Report every line in the rows below that contains the word "gray", copying each one in full.

▸ Stored dataset items
# # #

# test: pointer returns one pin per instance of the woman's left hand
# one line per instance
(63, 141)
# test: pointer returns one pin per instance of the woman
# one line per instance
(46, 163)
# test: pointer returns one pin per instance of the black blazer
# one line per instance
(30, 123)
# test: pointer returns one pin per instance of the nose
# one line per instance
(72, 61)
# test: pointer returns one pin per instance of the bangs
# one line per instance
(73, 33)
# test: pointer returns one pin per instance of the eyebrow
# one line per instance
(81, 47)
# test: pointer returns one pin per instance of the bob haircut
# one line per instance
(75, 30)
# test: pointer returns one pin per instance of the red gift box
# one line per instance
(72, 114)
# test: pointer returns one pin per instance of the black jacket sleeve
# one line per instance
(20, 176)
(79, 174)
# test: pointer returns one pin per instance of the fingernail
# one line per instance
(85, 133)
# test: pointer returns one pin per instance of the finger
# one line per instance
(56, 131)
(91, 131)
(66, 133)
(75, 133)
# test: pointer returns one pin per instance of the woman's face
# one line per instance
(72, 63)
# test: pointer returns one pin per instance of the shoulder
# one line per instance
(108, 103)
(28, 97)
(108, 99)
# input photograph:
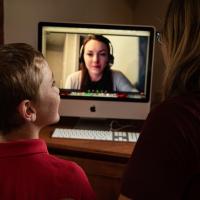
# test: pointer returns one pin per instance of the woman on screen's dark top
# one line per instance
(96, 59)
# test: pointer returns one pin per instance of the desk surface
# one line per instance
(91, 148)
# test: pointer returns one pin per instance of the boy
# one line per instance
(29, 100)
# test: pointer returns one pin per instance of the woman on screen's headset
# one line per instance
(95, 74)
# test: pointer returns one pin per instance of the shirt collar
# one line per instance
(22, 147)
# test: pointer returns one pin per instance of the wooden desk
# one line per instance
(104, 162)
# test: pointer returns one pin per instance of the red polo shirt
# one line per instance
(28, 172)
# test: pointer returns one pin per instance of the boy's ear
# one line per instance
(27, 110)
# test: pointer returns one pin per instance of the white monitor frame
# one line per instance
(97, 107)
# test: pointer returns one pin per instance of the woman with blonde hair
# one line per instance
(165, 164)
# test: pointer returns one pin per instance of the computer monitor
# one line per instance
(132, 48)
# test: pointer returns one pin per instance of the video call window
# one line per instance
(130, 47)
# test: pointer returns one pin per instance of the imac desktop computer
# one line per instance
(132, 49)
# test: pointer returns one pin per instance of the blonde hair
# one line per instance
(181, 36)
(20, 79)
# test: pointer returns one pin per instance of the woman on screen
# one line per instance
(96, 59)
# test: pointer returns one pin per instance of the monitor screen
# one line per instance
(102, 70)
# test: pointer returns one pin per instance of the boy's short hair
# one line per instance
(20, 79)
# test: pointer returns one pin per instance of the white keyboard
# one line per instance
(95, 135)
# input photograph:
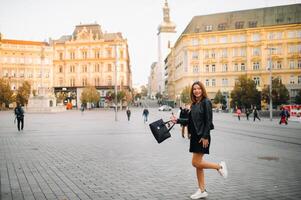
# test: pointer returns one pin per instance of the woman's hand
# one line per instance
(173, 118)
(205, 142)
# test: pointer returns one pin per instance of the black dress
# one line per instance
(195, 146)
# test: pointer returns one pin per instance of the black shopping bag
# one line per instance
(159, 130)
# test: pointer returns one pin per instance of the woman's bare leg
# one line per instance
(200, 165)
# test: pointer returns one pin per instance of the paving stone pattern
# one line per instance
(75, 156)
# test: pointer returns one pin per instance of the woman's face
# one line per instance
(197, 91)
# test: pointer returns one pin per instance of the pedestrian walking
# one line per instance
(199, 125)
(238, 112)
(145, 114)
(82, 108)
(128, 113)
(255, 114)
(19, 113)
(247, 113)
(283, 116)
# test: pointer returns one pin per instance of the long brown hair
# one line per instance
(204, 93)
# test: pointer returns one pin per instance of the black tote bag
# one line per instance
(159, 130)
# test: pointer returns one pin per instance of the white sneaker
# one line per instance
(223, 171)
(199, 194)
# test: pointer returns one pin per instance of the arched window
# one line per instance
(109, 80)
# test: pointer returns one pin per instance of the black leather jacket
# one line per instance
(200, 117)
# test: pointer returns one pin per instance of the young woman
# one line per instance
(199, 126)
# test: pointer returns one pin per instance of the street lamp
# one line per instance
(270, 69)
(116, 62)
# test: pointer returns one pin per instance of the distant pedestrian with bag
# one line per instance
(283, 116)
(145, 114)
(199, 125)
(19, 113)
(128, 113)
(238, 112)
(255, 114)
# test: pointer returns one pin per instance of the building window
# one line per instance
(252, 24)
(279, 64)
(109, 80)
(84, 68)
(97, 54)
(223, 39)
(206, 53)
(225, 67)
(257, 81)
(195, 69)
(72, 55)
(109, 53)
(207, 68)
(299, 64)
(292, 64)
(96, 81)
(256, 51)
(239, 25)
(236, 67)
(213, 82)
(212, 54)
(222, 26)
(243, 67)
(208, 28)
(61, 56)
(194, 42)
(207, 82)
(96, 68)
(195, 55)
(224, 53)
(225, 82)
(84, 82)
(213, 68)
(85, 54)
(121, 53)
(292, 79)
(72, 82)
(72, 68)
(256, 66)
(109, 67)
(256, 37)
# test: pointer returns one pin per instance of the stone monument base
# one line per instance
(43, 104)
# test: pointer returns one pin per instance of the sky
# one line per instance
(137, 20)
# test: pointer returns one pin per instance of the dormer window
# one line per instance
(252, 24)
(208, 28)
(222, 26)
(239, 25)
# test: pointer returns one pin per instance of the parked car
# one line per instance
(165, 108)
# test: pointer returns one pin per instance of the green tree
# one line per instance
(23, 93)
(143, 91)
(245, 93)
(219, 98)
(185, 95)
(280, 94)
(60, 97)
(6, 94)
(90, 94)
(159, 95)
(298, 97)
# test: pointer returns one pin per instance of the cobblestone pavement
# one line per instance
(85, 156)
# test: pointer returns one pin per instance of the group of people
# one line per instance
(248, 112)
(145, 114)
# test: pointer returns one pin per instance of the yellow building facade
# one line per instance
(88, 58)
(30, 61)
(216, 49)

# # #

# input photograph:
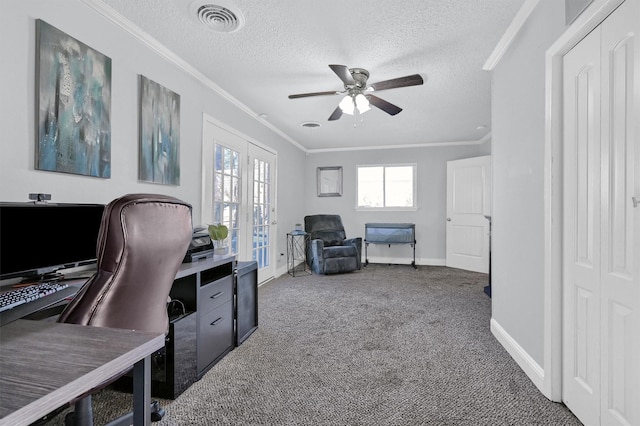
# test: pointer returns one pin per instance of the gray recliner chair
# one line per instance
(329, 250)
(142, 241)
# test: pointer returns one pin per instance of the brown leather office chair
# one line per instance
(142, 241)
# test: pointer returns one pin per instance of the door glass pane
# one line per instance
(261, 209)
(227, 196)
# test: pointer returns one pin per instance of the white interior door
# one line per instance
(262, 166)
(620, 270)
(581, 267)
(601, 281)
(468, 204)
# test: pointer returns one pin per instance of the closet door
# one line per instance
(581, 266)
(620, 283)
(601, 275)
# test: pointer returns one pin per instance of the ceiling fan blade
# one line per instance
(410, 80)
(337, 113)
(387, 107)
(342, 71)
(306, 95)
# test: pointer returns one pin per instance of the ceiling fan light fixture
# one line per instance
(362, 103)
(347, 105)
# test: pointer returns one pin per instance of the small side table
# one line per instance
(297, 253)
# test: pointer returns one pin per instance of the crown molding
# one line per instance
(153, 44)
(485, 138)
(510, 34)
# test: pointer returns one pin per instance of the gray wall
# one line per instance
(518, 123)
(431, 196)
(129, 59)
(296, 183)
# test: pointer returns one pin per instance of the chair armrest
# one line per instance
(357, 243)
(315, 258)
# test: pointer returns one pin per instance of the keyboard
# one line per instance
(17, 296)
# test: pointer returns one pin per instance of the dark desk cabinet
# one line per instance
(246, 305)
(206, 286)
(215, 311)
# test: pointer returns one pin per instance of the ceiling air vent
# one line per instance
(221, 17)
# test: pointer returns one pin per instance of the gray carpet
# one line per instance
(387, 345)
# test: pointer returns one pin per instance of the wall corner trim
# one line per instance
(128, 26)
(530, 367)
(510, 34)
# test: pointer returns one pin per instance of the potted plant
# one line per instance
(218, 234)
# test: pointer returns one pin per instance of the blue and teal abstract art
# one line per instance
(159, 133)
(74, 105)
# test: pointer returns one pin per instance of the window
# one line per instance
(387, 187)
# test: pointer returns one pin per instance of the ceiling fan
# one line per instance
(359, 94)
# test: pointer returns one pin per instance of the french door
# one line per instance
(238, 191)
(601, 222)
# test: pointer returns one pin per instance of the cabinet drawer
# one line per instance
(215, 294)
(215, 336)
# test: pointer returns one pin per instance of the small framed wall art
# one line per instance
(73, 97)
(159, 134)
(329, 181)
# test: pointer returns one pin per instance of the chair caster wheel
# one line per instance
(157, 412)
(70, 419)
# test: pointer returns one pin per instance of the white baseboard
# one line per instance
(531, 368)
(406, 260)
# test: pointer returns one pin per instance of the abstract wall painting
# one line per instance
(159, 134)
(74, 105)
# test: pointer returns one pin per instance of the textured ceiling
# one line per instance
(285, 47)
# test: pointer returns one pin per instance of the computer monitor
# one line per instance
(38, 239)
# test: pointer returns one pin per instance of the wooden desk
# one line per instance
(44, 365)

# # #

▸ RESPONSE TO THIS EXERCISE
# test: pointer returns one pin per instance of the gray recliner chair
# test: pointer returns one pin per instance of the gray wall
# test: pointer returns one pin per instance of the gray carpet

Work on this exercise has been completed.